◆ Data under study
★ ★ ★

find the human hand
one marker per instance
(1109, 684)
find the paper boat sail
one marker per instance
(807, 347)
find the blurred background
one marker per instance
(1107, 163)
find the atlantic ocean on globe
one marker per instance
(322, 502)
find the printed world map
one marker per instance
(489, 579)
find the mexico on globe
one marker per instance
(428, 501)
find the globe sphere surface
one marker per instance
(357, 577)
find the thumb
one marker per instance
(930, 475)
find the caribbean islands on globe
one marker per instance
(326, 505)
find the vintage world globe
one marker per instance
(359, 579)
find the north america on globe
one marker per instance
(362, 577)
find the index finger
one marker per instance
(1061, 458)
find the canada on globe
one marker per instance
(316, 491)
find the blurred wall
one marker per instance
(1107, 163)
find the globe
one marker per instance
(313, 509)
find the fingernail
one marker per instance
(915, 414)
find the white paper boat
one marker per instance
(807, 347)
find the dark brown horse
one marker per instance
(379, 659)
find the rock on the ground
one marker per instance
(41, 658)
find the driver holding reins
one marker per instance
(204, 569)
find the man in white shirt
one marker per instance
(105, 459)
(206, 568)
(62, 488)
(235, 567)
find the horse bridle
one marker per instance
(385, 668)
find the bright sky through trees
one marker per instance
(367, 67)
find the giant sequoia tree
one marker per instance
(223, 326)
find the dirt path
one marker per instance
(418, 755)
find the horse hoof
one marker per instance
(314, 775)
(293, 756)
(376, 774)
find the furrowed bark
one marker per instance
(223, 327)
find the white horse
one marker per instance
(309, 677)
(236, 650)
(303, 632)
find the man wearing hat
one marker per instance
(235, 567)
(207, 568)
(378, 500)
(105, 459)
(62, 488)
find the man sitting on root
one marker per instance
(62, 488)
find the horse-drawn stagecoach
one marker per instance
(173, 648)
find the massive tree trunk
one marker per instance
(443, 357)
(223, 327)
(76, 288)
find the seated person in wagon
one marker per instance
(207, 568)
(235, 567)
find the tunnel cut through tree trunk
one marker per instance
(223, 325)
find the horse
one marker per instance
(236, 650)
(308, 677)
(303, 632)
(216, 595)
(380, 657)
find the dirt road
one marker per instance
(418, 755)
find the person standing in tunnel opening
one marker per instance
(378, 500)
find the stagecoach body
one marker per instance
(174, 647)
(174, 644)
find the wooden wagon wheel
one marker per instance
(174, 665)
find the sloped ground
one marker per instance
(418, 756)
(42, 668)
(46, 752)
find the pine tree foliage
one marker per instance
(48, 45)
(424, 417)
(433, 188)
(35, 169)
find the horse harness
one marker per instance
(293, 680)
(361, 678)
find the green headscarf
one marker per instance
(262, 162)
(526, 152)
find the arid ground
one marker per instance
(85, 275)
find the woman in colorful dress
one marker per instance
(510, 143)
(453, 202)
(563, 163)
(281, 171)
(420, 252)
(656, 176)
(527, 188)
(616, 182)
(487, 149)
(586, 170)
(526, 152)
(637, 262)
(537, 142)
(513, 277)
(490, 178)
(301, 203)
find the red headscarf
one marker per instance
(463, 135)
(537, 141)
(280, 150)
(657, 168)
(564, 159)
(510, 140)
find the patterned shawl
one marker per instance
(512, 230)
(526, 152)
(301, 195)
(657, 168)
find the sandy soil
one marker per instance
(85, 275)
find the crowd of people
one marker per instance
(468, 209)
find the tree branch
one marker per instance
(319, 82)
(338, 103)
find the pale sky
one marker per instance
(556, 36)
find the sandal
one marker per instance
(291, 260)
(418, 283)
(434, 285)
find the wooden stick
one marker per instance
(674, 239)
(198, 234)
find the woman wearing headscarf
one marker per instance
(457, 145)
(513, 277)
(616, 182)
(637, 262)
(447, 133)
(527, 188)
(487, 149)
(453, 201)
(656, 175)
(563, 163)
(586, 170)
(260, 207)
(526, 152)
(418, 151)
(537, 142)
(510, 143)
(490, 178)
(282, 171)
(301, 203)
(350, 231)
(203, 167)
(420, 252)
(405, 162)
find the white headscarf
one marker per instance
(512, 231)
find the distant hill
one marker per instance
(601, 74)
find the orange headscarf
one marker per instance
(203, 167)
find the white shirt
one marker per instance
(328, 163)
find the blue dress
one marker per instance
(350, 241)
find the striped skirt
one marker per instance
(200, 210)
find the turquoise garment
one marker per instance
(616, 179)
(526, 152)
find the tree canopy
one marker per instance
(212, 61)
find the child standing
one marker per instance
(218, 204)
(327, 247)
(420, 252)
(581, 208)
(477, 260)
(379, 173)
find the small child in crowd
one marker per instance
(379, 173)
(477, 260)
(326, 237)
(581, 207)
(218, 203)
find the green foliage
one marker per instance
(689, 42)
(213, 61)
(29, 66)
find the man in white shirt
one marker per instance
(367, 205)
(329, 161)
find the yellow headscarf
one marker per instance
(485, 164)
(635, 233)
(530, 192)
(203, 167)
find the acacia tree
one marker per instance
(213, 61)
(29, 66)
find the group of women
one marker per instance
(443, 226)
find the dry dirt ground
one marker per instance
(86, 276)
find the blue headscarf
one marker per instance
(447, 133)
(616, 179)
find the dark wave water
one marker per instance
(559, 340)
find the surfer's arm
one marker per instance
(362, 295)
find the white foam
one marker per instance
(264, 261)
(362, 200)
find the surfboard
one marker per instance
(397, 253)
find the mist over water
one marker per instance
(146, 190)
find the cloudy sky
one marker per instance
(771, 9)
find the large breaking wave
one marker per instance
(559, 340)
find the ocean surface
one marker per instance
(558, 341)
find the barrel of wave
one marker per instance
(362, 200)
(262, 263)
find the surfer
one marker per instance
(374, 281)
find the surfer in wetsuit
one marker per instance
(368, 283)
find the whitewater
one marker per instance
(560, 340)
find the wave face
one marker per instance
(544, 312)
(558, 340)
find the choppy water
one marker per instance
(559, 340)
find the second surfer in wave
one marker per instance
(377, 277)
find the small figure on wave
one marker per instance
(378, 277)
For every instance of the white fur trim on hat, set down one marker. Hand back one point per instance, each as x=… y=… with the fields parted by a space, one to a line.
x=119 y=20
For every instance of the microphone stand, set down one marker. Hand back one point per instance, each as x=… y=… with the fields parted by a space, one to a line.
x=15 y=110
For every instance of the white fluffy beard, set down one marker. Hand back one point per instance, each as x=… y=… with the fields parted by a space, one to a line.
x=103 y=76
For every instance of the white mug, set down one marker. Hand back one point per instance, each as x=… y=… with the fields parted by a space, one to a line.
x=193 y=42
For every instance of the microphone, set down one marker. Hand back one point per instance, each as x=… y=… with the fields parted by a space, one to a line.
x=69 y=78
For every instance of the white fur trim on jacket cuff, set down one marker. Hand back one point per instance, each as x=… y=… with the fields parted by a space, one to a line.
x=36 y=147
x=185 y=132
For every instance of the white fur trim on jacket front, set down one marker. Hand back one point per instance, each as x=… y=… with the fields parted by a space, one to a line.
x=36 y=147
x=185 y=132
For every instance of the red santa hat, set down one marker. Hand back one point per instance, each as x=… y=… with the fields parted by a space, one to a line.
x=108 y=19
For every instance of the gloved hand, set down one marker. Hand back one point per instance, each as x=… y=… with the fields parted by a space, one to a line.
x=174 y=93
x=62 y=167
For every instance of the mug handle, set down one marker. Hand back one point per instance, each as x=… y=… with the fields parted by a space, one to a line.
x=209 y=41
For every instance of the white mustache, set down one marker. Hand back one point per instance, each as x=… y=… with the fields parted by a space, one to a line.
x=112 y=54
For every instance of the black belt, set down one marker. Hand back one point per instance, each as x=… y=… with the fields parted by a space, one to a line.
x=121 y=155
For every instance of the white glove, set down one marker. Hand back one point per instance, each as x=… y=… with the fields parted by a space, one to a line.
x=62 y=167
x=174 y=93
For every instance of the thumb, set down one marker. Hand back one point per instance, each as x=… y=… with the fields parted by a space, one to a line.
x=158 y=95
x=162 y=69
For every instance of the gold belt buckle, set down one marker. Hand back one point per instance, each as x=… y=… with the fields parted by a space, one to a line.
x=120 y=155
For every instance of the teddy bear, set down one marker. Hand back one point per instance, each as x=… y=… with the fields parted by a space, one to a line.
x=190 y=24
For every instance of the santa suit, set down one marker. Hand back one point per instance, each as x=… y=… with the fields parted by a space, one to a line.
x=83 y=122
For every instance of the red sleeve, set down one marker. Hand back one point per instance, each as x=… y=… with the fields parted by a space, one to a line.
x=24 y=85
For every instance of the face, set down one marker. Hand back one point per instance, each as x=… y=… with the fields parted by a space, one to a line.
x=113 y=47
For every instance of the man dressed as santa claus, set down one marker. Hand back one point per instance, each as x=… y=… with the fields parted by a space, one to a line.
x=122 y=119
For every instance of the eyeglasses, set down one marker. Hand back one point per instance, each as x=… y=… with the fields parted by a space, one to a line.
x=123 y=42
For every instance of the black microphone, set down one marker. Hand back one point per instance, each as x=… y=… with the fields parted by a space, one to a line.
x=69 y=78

★ ★ ★

◆ What the exercise asks
Pull every line containing the word "small" out of the listing.

◆ Task solution
find the small child in crowd
find the small figure on wave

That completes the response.